**Task to carry out:**
Please copy out the data below with every "wildlife tally" changed to "object survey" and nothing else altered. Leave the pictures out of your answer.

**Given data:**
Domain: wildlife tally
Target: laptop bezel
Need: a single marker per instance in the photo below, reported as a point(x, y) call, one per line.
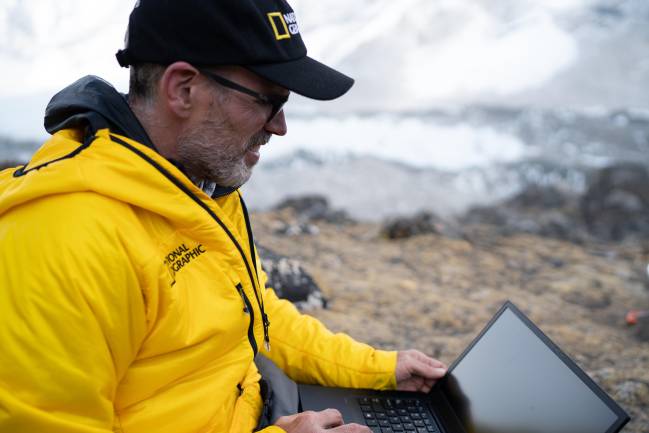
point(622, 416)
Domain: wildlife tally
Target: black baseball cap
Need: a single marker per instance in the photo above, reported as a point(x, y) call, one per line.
point(260, 35)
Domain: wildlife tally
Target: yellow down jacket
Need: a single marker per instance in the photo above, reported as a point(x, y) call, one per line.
point(130, 301)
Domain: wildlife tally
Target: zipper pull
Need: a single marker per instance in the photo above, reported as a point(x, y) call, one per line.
point(243, 298)
point(266, 324)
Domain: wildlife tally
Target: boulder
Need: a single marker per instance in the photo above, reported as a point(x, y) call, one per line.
point(314, 208)
point(419, 224)
point(290, 280)
point(537, 210)
point(616, 204)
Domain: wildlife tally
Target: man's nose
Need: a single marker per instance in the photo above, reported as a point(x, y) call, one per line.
point(277, 125)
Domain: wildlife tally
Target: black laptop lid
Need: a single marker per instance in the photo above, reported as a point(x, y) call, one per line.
point(513, 379)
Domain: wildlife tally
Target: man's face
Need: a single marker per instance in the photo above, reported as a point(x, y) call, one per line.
point(223, 144)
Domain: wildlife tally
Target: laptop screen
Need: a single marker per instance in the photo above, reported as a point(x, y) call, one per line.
point(510, 381)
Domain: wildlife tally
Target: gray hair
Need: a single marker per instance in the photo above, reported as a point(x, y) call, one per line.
point(143, 81)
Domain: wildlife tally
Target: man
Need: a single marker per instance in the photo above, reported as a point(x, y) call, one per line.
point(132, 295)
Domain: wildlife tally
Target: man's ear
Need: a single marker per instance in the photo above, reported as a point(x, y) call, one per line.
point(178, 88)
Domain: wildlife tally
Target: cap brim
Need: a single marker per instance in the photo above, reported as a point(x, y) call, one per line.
point(306, 77)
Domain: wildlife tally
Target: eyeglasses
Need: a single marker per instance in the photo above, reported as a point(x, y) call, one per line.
point(276, 102)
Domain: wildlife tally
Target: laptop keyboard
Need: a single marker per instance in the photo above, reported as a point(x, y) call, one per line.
point(388, 415)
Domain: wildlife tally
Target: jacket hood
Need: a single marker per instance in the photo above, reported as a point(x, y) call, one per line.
point(92, 103)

**Reply:**
Domain: object survey
Target: laptop bezel
Need: a single marker per instance in the photo below, reported as a point(x, y) call, one per line.
point(622, 416)
Domain: object survey
Target: black baseball cap
Need: a single marker per instance in the photo above, reported as a point(x, y) call, one per line.
point(260, 35)
Domain: object survey
Target: yellow down jacket
Need: a single marker per instance in the photo above, reported as a point(x, y) call, one per line.
point(130, 301)
Domain: object survey
Target: zipper pull
Need: a single marker per instance in the photo above, reported as a point(x, y) call, one per line.
point(243, 298)
point(266, 324)
Domain: object survey
Target: boulder
Need: a single marker per instance in the photo above, reported as a point(x, y) call, one per line.
point(314, 208)
point(419, 224)
point(290, 280)
point(537, 210)
point(616, 204)
Domain: object survey
Target: man's nose
Need: a single marker per instance in the photo above, reported as a point(x, y) call, one per line.
point(277, 125)
Domain: object survey
Target: black laptop lid
Need: a single marker per instance in the photo above, reported as a point(x, y) call, one per line.
point(513, 379)
Domain: object survey
Target: man's face
Need: a single marker per instance in the photo above, reported as a point(x, y) call, one per line.
point(223, 144)
Domain: object survey
Target: laptop screen
Need: a single marker per instance in the photo above, reported as a point(x, y) call, one per line.
point(510, 381)
Domain: object survey
Target: gray hair
Need: a single marker per instance in the photo above, reported as a point(x, y) call, one per line.
point(143, 81)
Domain: object survey
Target: man
Need: a single marker per instance in the photo above, reported as a point(x, y) call, one per line.
point(132, 295)
Domain: object survey
Target: man's ear
Need: a single marker per instance in the photo above, reported as a point(x, y) call, one per line.
point(178, 88)
Domain: object survey
Target: cap brim
Need: a single marker per instance in the photo above, reported as a point(x, y) call, one per line.
point(306, 77)
Domain: object survey
Target: eyeglasses
Need: a single marker per instance in the photo above, reported as a point(x, y) call, one per line.
point(276, 102)
Domain: object survey
Target: laptop keyboard
Need: a single marker per instance in the photo above, reported as a point(x, y) call, one per line.
point(388, 415)
Domain: object survey
Target: jacket hood
Need: a single marker per instance in the photo above, reported as a point(x, y) call, one per line.
point(92, 103)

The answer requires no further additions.